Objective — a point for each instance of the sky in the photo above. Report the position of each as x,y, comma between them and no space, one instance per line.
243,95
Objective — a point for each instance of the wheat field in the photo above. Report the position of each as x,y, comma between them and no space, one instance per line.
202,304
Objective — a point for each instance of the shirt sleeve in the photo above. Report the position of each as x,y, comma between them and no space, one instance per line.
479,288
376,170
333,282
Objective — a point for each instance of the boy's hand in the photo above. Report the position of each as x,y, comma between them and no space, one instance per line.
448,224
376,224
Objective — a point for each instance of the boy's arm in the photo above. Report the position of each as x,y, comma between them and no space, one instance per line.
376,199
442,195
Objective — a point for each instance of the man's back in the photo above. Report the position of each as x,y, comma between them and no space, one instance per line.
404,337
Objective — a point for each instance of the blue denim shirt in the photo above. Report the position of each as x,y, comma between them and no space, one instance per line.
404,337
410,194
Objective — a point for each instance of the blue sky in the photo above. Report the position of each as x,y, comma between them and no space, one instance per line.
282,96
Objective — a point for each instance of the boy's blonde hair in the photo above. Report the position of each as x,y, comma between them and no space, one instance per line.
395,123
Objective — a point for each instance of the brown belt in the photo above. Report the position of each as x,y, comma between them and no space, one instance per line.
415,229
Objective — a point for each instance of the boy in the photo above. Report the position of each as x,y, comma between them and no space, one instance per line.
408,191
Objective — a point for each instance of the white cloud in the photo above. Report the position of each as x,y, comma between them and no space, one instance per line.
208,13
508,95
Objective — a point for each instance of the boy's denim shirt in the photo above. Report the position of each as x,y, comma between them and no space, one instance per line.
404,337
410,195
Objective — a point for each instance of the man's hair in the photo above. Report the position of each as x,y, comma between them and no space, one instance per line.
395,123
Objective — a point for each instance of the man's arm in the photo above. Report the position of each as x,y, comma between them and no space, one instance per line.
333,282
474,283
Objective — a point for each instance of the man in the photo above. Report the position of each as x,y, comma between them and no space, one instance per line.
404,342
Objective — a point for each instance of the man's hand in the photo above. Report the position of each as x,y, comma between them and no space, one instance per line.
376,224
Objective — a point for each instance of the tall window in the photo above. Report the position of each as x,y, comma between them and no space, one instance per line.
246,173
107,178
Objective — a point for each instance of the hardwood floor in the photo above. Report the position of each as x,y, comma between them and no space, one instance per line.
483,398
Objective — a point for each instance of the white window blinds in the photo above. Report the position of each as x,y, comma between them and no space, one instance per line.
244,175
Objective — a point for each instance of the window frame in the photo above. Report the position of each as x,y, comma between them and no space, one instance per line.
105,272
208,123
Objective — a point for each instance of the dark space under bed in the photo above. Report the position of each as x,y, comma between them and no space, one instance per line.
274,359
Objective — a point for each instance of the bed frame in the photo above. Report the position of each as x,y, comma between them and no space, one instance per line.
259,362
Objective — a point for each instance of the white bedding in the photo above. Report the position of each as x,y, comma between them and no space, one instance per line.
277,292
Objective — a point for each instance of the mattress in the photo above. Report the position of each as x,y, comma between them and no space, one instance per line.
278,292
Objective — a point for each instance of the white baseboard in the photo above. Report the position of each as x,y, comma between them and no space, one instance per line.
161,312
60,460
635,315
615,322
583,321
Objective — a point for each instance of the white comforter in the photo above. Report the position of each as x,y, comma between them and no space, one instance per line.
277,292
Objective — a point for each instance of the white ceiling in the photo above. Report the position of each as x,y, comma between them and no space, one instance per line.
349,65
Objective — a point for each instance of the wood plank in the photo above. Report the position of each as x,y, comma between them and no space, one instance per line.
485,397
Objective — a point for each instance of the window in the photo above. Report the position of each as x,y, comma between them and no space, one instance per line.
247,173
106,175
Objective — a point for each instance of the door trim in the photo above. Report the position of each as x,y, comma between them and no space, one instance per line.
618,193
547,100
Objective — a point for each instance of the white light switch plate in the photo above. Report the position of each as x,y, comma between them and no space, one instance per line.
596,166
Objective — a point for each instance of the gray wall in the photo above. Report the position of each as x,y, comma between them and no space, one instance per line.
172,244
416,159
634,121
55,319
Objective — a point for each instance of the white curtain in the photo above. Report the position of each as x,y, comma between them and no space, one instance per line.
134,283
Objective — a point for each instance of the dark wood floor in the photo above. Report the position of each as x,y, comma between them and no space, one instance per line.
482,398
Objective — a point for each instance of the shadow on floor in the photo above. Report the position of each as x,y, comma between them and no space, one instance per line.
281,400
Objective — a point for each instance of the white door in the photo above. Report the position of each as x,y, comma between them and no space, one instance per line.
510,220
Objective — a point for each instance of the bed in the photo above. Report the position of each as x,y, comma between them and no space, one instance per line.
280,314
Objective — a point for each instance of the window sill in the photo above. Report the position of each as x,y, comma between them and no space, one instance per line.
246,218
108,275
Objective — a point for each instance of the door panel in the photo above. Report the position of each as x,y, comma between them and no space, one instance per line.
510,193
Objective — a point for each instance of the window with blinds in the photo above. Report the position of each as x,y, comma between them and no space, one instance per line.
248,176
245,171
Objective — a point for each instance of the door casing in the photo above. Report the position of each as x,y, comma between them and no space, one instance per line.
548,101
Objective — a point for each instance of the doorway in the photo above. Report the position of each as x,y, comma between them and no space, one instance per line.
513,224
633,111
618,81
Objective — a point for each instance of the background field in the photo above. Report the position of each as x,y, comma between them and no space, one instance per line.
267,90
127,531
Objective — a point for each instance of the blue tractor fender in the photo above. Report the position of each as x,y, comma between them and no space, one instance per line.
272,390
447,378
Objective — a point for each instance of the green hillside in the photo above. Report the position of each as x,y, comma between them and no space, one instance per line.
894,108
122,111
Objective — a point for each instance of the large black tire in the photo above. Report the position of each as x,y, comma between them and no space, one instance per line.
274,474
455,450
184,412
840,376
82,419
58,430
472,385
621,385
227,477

WHAT TO WORK ON
Repeat every line of the material exactly as given.

FULL OUTPUT
Objective — a point for each instance of the sky in the photo above. Report the position of each as x,y, comma between them and no space, one instance per line.
243,95
Objective — a point for each instance of the wheat field in the photo above. Report the position of each as x,y, comma between them and no space, one instance per line.
202,304
Objective — a point for each instance of the shirt sleeve in the photo above. Report the position of each as x,y, comma between them and no space, one instance per line.
479,288
376,170
333,282
Objective — a point for each instance of the boy's hand in the photo above. Report the position of each as x,y, comma between them and no space, one instance per line.
448,224
376,224
Objective — a point for each instance of the boy's arm in the photo above. Report the position of each as x,y, comma between them and no space, one instance per line.
376,199
442,195
Objective — a point for each instance of the man's back in the photo above. Report the position of each as x,y, comma between them and no space, one instance per line.
404,337
Objective — a point for each instance of the blue denim shirt in the photo above. Report the position of each as x,y, comma between them and no space, one instance per line.
404,337
410,194
Objective — a point for each instance of the blue sky in the photo above. Report the position of each as x,y, comma between them and no space, one instance per line.
282,96
Objective — a point for each instance of the boy's blonde hair in the photo above. Report the position of each as x,y, comma between them and no space, one instance per line.
395,123
Objective — a point for each instance of the brown belt in the photo above. Report the position of each as x,y, comma between them and no space, one instance per line.
415,229
Objective — a point for each instance of the boy in the photo above. Report the position of each as x,y, comma between them and no space, one instance per line.
408,191
Objective — a point for each instance of the white cloud in the photo above. Report the position of each as x,y, comma between them and no space, one instance per line.
208,13
508,95
Objective — a point for each instance of the boy's denim shirt in the photo above. Report the position of each as x,y, comma between them and no space, one instance per line.
404,337
410,195
Objective — a point for each instance of the man's hair in the photo above. Report the position of each as x,y, comma between them and no space, one instance per line.
395,123
Objective — a point for each instance of the man's arm in the photo above. Report the position of each as x,y, comma between them and no space, one instance per line.
333,282
474,283
Objective — a point for each instance of the man in the photo above. Report the position of each as x,y, comma between them and no space, one instance per line.
404,342
Objective — a point for each instance of the man's hand in the photo above. Report the position of each as x,y, comma between them and no space, one instance per line.
376,224
Objective — a point for each instance of the tall window in the photo above. Report the position of each as x,y, comma between them and no space, one instance per line.
246,173
107,178
Objective — a point for each instance of the hardwood floor in the photo above. Report the position of each as x,y, comma between them and no space, one instance per line.
483,398
Objective — a point for each instance of the white window blinds in the photo above. Report the position of each as x,y, comma between them and no space, one instance per line.
244,175
Objective — a point for each instance of the window frame in the photo above. Report the position of each as x,y, comma between them and no space, one instance per line.
105,272
208,123
Objective — a point for each instance of the dark space under bed in the photo above. Report the position of each as x,y, comma between them and no space, one instance per line.
274,359
Objective — a point for each instance of the bed frame in the photo above. Report the position of each as x,y, comma between them and no space, one instance per line.
259,362
Objective — a point for each instance of the white bedding in the photo above. Report the position of each as x,y, comma between them and no space, one instance per line.
277,292
Objective — a point for each instance of the mattress in the photo above. Report the position of each as x,y, comma between them and no space, one instance per line.
278,292
Objective — a point for each instance of the white baseboard in the photo above. Report the position of each as x,y, comma between them and no space, one instance per line.
161,312
60,460
635,315
615,322
583,321
Objective — a point for each instance of the white comforter in the photo above. Report the position of each as x,y, comma between them and no space, one instance per line.
277,292
Objective — a point for each instance of the white ceiling in the photo above. Report the position of each as x,y, comma between them and no space, one instance per line.
349,65
Objective — a point for each instance of the wood plank in the photo above. Report the position of each as x,y, comma between them and no space, one instance per line.
485,397
Objective — a point for each instance of the window in the photo above. Report the position of each as x,y, comma between them and no space, one instance per line.
247,173
106,175
Objective — a point for each instance of the door trim in the photo above. Report the position of each as x,y, comma between them and no space, one instance per line.
618,193
547,100
Objective — a point for each instance of the white light switch plate in the photo above. Report the position of each as x,y, comma between them and no space, one instance per line.
596,166
Objective — a point for each instance of the gray wall in the photo above. Report the position of each as x,y, comma between them and no space, one instance per line.
172,244
416,159
634,121
55,319
Objective — a point for each instance of the white curtain in the photo above. Report the position of each as x,y, comma between them and no space, one instance per line.
134,283
Objective — a point for each instance of the dark wood floor in the photo above. Report the position of each as x,y, comma between them and no space, one instance per line.
482,398
Objective — a point for each instance of the shadow on floor in the photo above. Report the position of each as x,y, comma between them and no space, one instance per line.
281,400
Objective — a point for each instance of the white door in the photo above. Report the position of each as x,y, comma between them and no space, one instance per line.
510,220
Objective — a point for each instance of the bed in the photo above. Report the position of each as x,y, comma between them and no space, one instance per line.
280,314
Objective — a point for each instance of the window sill in the photo above. Report the position of each as x,y, comma between them and no space, one instance per line.
246,218
108,275
Objective — a point for each instance of the door panel in the photo above. Report the position of each as x,y, comma between them and no space, one instance per line.
510,193
Objective — a point for each instance of the window with blinds in the photo above. Report the position of each as x,y, comma between them and no space, one instance per line.
248,176
245,171
Objective — a point for each instance of the door casing in the photo above. Report the position of each as x,y, comma between them and no space, one instance per line.
548,101
Objective — a point for each instance of the doorway in the photo above. Report the position of each as x,y, comma between them and no space, one instance per line.
513,224
633,111
618,81
Objective — a point for each instance of the background field in the photo above. Report the position of each as x,y, comma between them and no space, one instance per line.
267,90
127,531
Objective — a point for each instance of the blue tractor fender in the photo above. Report the position of each as x,y, comma between them and no space, one instance per line.
272,390
447,378
Objective — a point for each instance of the green hillside in the photo above. Report the position of each as x,y, comma between them and no space, one instance per line.
894,108
122,111
Objective — a point for each instance of the large black tire in the photo above. Report the position of each as x,y, comma between them and no space, one instance per line.
274,474
455,450
184,412
840,376
82,419
58,430
472,385
621,385
227,477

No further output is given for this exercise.